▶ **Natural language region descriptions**
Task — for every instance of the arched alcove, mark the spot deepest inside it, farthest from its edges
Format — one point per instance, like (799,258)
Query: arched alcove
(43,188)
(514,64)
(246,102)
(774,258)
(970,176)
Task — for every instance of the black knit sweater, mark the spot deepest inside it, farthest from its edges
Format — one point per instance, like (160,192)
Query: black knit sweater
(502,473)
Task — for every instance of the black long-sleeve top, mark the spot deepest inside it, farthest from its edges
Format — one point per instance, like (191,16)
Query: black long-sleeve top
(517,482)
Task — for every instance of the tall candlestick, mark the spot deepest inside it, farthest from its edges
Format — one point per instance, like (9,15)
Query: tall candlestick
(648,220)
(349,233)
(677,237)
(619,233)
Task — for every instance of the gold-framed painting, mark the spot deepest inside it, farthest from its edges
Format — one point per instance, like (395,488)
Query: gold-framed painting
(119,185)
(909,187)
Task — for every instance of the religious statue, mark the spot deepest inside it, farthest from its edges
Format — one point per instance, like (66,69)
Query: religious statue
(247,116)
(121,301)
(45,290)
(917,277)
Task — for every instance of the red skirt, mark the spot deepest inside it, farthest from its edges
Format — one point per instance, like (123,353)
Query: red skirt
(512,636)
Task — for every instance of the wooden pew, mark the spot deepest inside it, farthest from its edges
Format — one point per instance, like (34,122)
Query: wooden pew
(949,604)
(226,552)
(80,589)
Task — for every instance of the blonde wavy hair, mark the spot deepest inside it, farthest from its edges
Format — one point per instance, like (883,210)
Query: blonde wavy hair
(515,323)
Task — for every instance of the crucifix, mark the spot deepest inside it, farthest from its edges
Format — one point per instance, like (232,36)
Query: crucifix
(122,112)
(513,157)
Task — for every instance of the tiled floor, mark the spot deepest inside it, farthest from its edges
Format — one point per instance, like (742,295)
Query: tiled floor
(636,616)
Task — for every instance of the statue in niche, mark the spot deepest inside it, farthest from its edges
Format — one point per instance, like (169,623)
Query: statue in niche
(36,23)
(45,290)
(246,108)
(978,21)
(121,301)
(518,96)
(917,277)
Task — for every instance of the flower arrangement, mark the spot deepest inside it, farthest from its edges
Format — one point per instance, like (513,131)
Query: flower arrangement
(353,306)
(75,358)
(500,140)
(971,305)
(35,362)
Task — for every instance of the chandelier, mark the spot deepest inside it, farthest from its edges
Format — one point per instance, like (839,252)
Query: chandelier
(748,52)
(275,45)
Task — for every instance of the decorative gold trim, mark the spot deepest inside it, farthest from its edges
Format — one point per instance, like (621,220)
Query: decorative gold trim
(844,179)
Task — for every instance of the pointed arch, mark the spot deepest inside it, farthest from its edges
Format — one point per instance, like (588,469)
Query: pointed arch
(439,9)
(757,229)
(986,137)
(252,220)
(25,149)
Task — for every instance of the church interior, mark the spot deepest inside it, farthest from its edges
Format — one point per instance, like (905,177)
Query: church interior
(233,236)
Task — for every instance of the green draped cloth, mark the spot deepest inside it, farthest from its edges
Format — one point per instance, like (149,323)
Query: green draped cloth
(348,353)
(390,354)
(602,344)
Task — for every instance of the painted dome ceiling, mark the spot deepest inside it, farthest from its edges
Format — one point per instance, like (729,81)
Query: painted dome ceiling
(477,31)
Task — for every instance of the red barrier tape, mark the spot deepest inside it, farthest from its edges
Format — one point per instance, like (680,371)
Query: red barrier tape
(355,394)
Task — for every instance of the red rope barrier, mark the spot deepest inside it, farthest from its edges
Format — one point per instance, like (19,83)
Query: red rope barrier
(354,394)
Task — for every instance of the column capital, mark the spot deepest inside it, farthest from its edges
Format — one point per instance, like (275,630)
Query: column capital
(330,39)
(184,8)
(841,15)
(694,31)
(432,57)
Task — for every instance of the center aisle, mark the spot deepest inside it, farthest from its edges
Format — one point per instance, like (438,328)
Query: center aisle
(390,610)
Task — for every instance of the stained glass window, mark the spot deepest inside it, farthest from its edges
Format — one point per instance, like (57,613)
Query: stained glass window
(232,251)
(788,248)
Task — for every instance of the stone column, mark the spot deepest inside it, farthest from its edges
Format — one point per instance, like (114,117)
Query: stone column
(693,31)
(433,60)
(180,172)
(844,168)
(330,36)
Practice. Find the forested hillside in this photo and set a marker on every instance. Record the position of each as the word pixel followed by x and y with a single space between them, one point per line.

▶ **Action item**
Set down the whole of the data, exactly as it stands.

▶ **Reply to the exercise**
Task — for every instance of the arched alcove, mark the spot deepest inside it, farthest from its edges
Format — one point per instance, like (799,258)
Query: arched alcove
(43,188)
(514,64)
(246,102)
(774,258)
(970,176)
Task — for every instance of the black knit sweater, mark the spot deepest inside it, farthest from its edges
Format — one point per instance, like (160,192)
Query: black knit sweater
(502,473)
Task — for every instance of the black long-sleeve top, mark the spot deepest inside it, farthest from its edges
Format — one point per instance, like (191,16)
Query: black long-sleeve top
(517,482)
Task — for every instance of the tall candlestick, mark the spot deepest inside it, farthest from its edges
Format — one point per instance, like (9,15)
Query: tall candlestick
(648,220)
(349,233)
(677,237)
(619,233)
Task — for every instance of the gold-framed painting, mark the spot deepest inside it, farthest from its edges
Format — one point per instance, like (395,488)
Query: gold-framed painting
(119,185)
(909,187)
Task — for every instance of the religious statue, mark the spot deepest inside it, farthest from its edges
Format — one point per instance, like (66,69)
Query: religious statue
(247,116)
(121,301)
(45,290)
(917,277)
Task — for every instance of the red skirt, mark the spot deepest inside it, farthest from its edges
Format — one point per instance, like (123,353)
Query: red skirt
(512,636)
Task — for every instance of the wooden pew, mark the spot deepest inside it, farthest from its edges
Format — one point per instance, like (34,122)
Query: wooden pew
(949,604)
(226,552)
(80,589)
Task — for every instance of the blonde wavy hair, mark the spot deepest inside it, farthest from its edges
Format — one point per instance, like (883,210)
Query: blonde wavy hair
(515,323)
Task — for every instance of the crucifix, mark the spot deepest inside it, farthest from its edges
Format — one point per instance, like (232,36)
Query: crucifix
(122,112)
(513,157)
Task — for every instance of the tiled floor, mark the spot deepest inside it, farthest from its edges
Format — one point per instance, like (742,295)
Query: tiled floor
(636,616)
Task — for every instance of the statue in niche, mark the spot deepest inside it, farthest from its edges
Format — one point per instance, like (169,623)
Query: statue in niche
(36,23)
(45,290)
(246,108)
(978,21)
(121,301)
(518,96)
(917,277)
Task — for every instance of the flower arrangement, mark the spot deepest inside it, farthest from its edges
Format — one point per instance, like (513,131)
Query: flower arrangement
(353,306)
(75,358)
(500,140)
(971,305)
(35,362)
Task — for every instance of the chandelier, mark the spot deepest inside it, farthest from its edges
Format — one point per instance, like (839,252)
Query: chandelier
(748,52)
(275,45)
Task — for every instance of the decorative gold trim, mark the spot deepest inside it, farthest from its edges
Format — one point per instance, like (621,220)
Query: decorative gold trim
(844,179)
Task — for every instance of the pointed arch, mark the spot deepest inside it, farthest from its edges
Format — one point per instance, like (588,469)
Query: pointed arch
(439,9)
(757,229)
(986,137)
(252,220)
(25,149)
Task — for every instance of the church interior, mark the spot deepest inside it, farthest from its edges
Format — one point per instance, like (905,177)
Query: church interior
(233,236)
Task — for every instance of the green draped cloth, mark the spot deepest inside it, farthest from its edges
Format — one point per instance, like (149,323)
Query: green draped cloth
(348,353)
(390,354)
(602,344)
Task — for every instance of the painted dome ceiling, mark the spot deepest inside it, farthest from its edges
Format — one point per instance, like (729,81)
Query: painted dome ceiling
(477,31)
Task — for every instance of the red barrier tape, mark the spot deepest inside it, farthest from its edges
Format — one point per instance, like (680,371)
Query: red barrier tape
(355,394)
Task — for every instance of the red rope barrier, mark the spot deepest inside it, farthest from its edges
Format — one point per instance, like (19,83)
Query: red rope barrier
(354,394)
Task — for every instance of the column capital, mark the spot deepest inside it, farthest from its edges
Format — one point per instance, like (275,630)
Query: column capital
(330,39)
(184,8)
(841,15)
(694,31)
(432,57)
Task — for every instance of the center aisle, mark the spot deepest inside it, farthest from its edges
Format — one point per instance, like (438,328)
Query: center aisle
(390,610)
Task — for every instance of the stained glass window, mark the spot deepest inside it, farthest from its edges
Format — one point per instance, like (57,613)
Query: stained glass window
(232,251)
(788,248)
Task — for every instance of the stone column, mark the spot deepest inside it, farthest from its edges
Format — one point per instance, like (114,117)
Query: stone column
(693,31)
(433,60)
(180,172)
(844,168)
(330,36)
Practice. Find the forested hillside in this photo and set a marker on every instance. Record the position of each as the word pixel followed by x and y with a single space between them, one point per line.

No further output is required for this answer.